Set down every record below exactly as written, but leave out the pictures.
[Record extracts — start]
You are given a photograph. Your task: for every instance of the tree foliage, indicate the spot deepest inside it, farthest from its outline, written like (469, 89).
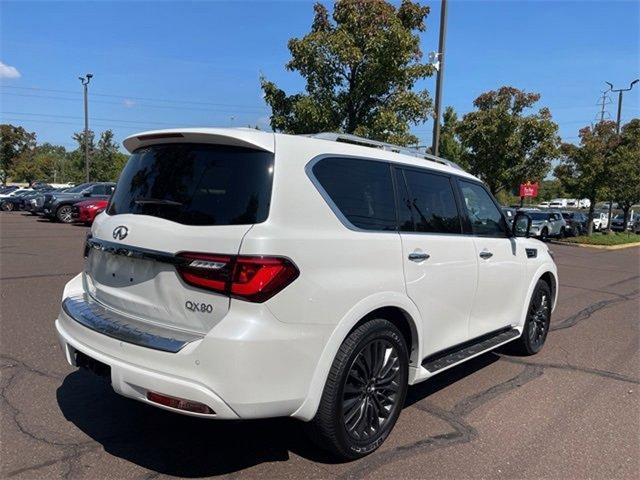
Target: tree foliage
(52, 163)
(450, 146)
(502, 144)
(14, 142)
(360, 67)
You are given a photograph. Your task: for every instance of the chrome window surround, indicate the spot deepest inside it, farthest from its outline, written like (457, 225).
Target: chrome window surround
(95, 316)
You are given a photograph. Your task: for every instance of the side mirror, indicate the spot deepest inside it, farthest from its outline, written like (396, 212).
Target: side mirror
(521, 225)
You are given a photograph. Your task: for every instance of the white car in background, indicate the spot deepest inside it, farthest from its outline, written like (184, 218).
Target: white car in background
(242, 274)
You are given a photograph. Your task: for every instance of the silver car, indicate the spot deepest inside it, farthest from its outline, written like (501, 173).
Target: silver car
(545, 224)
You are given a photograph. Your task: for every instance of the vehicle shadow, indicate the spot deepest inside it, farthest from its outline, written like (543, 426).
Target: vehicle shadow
(183, 446)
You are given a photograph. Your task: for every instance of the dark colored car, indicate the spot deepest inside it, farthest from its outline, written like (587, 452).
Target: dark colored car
(617, 222)
(60, 207)
(576, 223)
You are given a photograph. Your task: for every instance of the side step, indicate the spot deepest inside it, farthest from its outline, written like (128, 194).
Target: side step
(456, 354)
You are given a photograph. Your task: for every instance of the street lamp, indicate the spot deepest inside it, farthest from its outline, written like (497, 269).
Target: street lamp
(85, 83)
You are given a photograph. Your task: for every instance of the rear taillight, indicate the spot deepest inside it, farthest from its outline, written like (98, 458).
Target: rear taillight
(255, 279)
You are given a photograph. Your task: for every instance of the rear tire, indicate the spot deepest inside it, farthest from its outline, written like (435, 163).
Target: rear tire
(364, 393)
(536, 326)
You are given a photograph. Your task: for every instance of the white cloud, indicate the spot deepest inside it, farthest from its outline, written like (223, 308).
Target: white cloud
(7, 71)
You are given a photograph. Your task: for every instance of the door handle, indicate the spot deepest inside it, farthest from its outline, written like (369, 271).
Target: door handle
(418, 256)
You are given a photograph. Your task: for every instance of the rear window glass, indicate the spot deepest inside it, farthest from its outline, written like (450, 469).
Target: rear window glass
(361, 190)
(196, 184)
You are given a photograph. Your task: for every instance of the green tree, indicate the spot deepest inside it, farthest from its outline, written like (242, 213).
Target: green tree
(625, 169)
(14, 142)
(360, 67)
(450, 146)
(502, 144)
(44, 162)
(585, 169)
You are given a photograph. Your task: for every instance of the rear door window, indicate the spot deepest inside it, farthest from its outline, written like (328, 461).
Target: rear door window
(361, 191)
(196, 184)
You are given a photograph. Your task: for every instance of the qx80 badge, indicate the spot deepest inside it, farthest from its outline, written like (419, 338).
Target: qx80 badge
(120, 233)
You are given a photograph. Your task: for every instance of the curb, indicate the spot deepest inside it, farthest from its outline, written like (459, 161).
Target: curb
(598, 247)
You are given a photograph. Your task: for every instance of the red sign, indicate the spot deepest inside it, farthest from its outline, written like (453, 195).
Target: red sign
(529, 189)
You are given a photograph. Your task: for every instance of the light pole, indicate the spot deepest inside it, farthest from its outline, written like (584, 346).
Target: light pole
(85, 83)
(619, 90)
(435, 147)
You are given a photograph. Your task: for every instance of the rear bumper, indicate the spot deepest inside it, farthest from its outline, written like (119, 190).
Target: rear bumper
(250, 365)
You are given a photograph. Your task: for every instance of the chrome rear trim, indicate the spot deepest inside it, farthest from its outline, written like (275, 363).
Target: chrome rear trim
(97, 317)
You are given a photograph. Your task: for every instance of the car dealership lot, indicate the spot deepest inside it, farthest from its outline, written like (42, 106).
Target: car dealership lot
(573, 411)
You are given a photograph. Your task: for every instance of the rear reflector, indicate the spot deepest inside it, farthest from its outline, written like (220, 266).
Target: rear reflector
(255, 279)
(179, 403)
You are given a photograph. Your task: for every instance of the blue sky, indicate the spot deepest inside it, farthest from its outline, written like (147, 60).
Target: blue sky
(166, 64)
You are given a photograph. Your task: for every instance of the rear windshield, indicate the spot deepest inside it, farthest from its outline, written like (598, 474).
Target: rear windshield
(196, 184)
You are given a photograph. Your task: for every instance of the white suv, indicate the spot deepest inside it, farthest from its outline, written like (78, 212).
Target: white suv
(241, 274)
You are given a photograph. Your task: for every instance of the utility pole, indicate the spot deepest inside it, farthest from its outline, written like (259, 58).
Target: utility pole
(85, 83)
(619, 90)
(440, 77)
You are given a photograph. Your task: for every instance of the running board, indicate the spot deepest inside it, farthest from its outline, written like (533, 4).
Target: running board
(461, 352)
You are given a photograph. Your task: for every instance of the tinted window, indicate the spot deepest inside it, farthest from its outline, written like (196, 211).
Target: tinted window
(196, 184)
(430, 203)
(361, 189)
(485, 217)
[Record extracts — finish]
Answer below:
You are given a photograph. Your task: for every instance of the tree foliage, indicate the spot deepest inside it, farthest from its outline, written like (469, 89).
Target: tree foliage
(52, 163)
(450, 146)
(502, 144)
(14, 142)
(360, 67)
You are given a photograph. Your task: for every instance of the chrome window surround, indicate the spot deepest inside it, farthest from its outline, written like (457, 225).
Target: chrome window surround
(95, 316)
You are given a photograph. Your task: for every instance of the side mirror, indicate the spot deepest inside it, farthest from its outline, written like (396, 212).
Target: side mirror
(521, 225)
You are given a photograph. Your task: for every instance of the white car in background, indicate the spot deepest inside it, farthest from its outline, written like (184, 218).
Target: white car in background
(242, 274)
You are given a photograph. Your task: for every instance of the silver car, indicate the spot deepest inside it, farthest from its outline, written like (501, 173).
Target: silver car
(545, 224)
You are given a photograph. Your task: for every instance of the vehicle shadow, indicate the spot deepest inside it, farthest from its outline, written like (543, 426).
Target: vehicle shadow
(183, 446)
You are given a photograph. Your task: for every instance of the dark colored car, indicate the spot deepest inside it, farthest from its outline, written like (587, 452).
Target: dark colored car
(617, 222)
(60, 207)
(576, 223)
You are given a photograph. Your task: for every instance of the side step, indicate the spot deepest inside it, farthest from its outline, written like (128, 194).
Target: side step
(456, 354)
You are given a photograph. Your task: for every instance of the street lamp, indicate the spot deepest inside it, farthest from its outline, written like (497, 269).
Target: street lamp
(85, 83)
You are given a photograph. Your task: for every instance of the rear taillight, indicate the spot deepest inside it, farthest from its outline, written like (98, 458).
Target: rear taillight
(255, 279)
You are given a photograph. Your task: for every instance of the rear tire, indicate the spot deepest inside it, farthest from its outline, written like (435, 163).
Target: rear tire
(364, 393)
(536, 326)
You are given a photograph. Your task: for every instance of the white cloud, indicate the spot deepest inside it, farthest from its outline, written like (223, 308).
Target: white cloud
(7, 71)
You are given a photograph. Your task: for every instance of the door handle, indicate the spot deepest inside it, farthest from its outline, written like (369, 271).
Target: door handle
(418, 256)
You are given a photograph. Your task: for every instance of the rear window glass, indicate the spot deepest inside it, farthest from its outline, written like (450, 469).
Target: rear window glass
(361, 190)
(196, 184)
You are given a photograph. Your task: for every instance of the green tree, indicate the spot deepest inside it, farthest from its outline, written like (242, 213).
Target: green tree
(625, 169)
(14, 142)
(360, 67)
(450, 146)
(502, 144)
(44, 162)
(585, 169)
You are given a photograph. Your task: for every instance of the rear door window, indicate the spot deepest inside it, farthest from its outline, written like (328, 461).
Target: rear door window
(361, 191)
(196, 184)
You are given a photograph. Your task: for every instance of the qx80 badge, indicate the spot deepest inside it, farthest from its outline, written like (419, 338).
Target: qx80 badge
(120, 233)
You are given a photograph. Your task: for every instance of the curb, indicate the spot deepest inside it, farthest from its outline, written like (459, 161).
Target: curb
(598, 247)
You are given a photograph. Your task: for every instance of the red sign, indicate the spot deepest inside it, farthest from its outline, written like (453, 195).
Target: red sign
(529, 189)
You are given a photograph. Your task: for every instance of the light pole, indicate the spot deepest inside it, farthest from its outline, written like (584, 346).
Target: light pole
(85, 83)
(619, 90)
(435, 147)
You are given a photograph. Your task: for every instance of the rear bumper, indicate the spot deepest inside it, farthest from its outline, written like (119, 190).
Target: rear bumper
(250, 365)
You are given a photograph. Your task: for every instance of the chrome rear trim, indicate the spot deepest inside it, farthest from its outline, written like (275, 363).
Target: chrome rear trim
(97, 317)
You are given a photograph. Your task: for every instance of the car dealership lot, indicate the spot deepest inside it, farthest from its outline, written like (42, 106).
Target: car dealership lot
(573, 411)
You are given a photograph. Your task: for every instance of the rear reflector, indicate the spot deepest inside it, farthest from its outline, written like (220, 266).
Target: rear reflector
(255, 279)
(179, 403)
You are given a photograph. Your task: for every instance of the blue sky, indicate the spot deepest inside it, farthest from its outline, written like (147, 60).
Target: blue sky
(166, 64)
You are given a photograph. Your task: for every instance of the rear windshield, indicate the spot deepest inside it, farthest from its outline, written like (598, 474).
Target: rear windshield
(196, 184)
You are given a photograph. Your task: for every instance of the white suv, indicate the spot deepest inside it, farthest from its outline, written like (78, 212).
Target: white suv
(241, 274)
You are given a photograph. Your task: for every instance of the utility pole, indicate the spot deepest inside it, farthest from its outline, written like (259, 58).
Target: utility pole
(85, 83)
(619, 90)
(440, 77)
You are given a photograph. Your task: for every instance of the running board, indicate the spot deepest inside it, farthest from its outline, written like (533, 4).
Target: running board
(461, 352)
You are given a photograph. Your task: for every instance of the tinted window, indicate the spot deepest inside it, farthest from its outline, written like (196, 211).
Target: tinted window
(196, 184)
(430, 203)
(361, 189)
(485, 217)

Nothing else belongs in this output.